## [SUPPLIED TEXT]
* START *

Eighty years ago, Jews imprisoned in the Warsaw Ghetto rose up against the German occupiers.
It was the largest act of Jewish resistance against the Nazis.
ABOVE: one of the most iconic photographs from the Holocaust. Jewish women and children are forcibly removed from what was a hidden bunker below ground in the Warsaw Ghetto. They were deported to either the Majdanek or Treblinka extermination camps. The photo was in “The Stroop Report”, the official report prepared by General Jürgen Stroop for the SS chief Heinrich Himmler, recounting the German suppression of the Warsaw Ghetto Uprising and the liquidation of the ghetto in the spring of 1943.
In a photograph analysis after the war, some of the people were tentatively identified by surviving family members. The boy was never affirmatively identified. The photographer was Franz Konrad, an Austrian mid-level commander in the SS of Nazi Germany who was an administrative official responsible for the “Werteerfassung” or “recording of valuables” in the Warsaw Ghetto. He earned the nickname “the King of the Warsaw Ghetto”. The photo was one of 52 photos he took which were in The Stroop Report. After the war, Konrad and Stroop stood trial and were convicted of killing seven Jews and sending 1,000 others to death camps. Both were executed in March 1952.
The soldier on the far right pointing the rifle was Josef Blosche, who was picked up years after the war by the East German secret service. While being interrogated, Blosche was presented a copy of the photo, the copy found in the intact SS files on the Stropp Report that fortunately were overlooked in the the haste of Nazis to flee Berlin. (I’ll have more about the survival of Nazi records in my Holocaust series). On the back of that photo he had written “I am the SS man with a rifle in his hands in a combat position and with a helmet on his head, aiming my rifle at the little boy” and he signed it “Josef Blosche, Berlin”. Blosche was sentenced to death for war crimes and executed in 1969.

* END *

## [GIVEN DATA]
* START *

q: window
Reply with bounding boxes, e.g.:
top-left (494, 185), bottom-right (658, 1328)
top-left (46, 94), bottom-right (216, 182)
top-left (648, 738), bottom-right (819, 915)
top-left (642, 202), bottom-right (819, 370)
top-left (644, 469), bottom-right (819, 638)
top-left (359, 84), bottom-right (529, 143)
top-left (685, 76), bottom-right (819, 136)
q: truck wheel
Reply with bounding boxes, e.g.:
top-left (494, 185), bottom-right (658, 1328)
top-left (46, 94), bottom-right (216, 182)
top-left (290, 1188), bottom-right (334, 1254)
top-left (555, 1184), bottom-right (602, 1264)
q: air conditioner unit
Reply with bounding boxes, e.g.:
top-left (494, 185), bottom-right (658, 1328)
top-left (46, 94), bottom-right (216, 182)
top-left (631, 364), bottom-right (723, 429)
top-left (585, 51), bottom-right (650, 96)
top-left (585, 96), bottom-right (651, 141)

* END *

## [SET PROBLEM 1]
List every person named in the Warsaw Ghetto passage.
## [SET PROBLEM 2]
Write a continuation of the Warsaw Ghetto passage, starting right after its final sentence.
The entries come from a source unrelated to the Warsaw Ghetto passage.

## [TASK ANSWER 1]
Jürgen Stroop, Heinrich Himmler, Franz Konrad, Josef Blosche

## [TASK ANSWER 2]
As far as the boy, this photograph very much represents his traumatic experience in the Holocaust. It’s fitting that we are not able to personalize the photo too much. This photo has become an icon – a photo that represents so many survivors whose childhood was robbed from them by the German Nazis. And this boy stands for that childhood that went missing.
22 APRIL 2023 — The date of 19 April remains a special day in Warsaw. Sirens sound at noon to commemorate the greatest act of Jewish rebellion in the Second World War. On that day, 80 years ago, several hundred fighters took up arms against the Nazi forces that had come to annihilate the Ghetto. Said Marek Edelman, one of the leaders of the uprising and one of the few survivors:
“We knew perfectly well that we didn’t have any chance of winning. We fought so that the Germans would not be allowed to decide when and where we died”.
The uprising lasted about 1 month. On 16 May 1943, the Nazi occupiers began burning down the Ghetto’s buildings one by one.
Edelman died in 2009 at the age of 90, kept alive he said “through the years by the memory of those who perished”. His story is told in “Shielding the Flame“, a book by Hannag Krall, a prominent Polish journalist, who awakened Polish consciousness of a common Polish-Jewish heritage through publication of the book – a long interview with Marek Edelman. It is a very well-written history, and my thanks to Anna Ciszek, head of my Holocaust research team in Poland, for recommending the book.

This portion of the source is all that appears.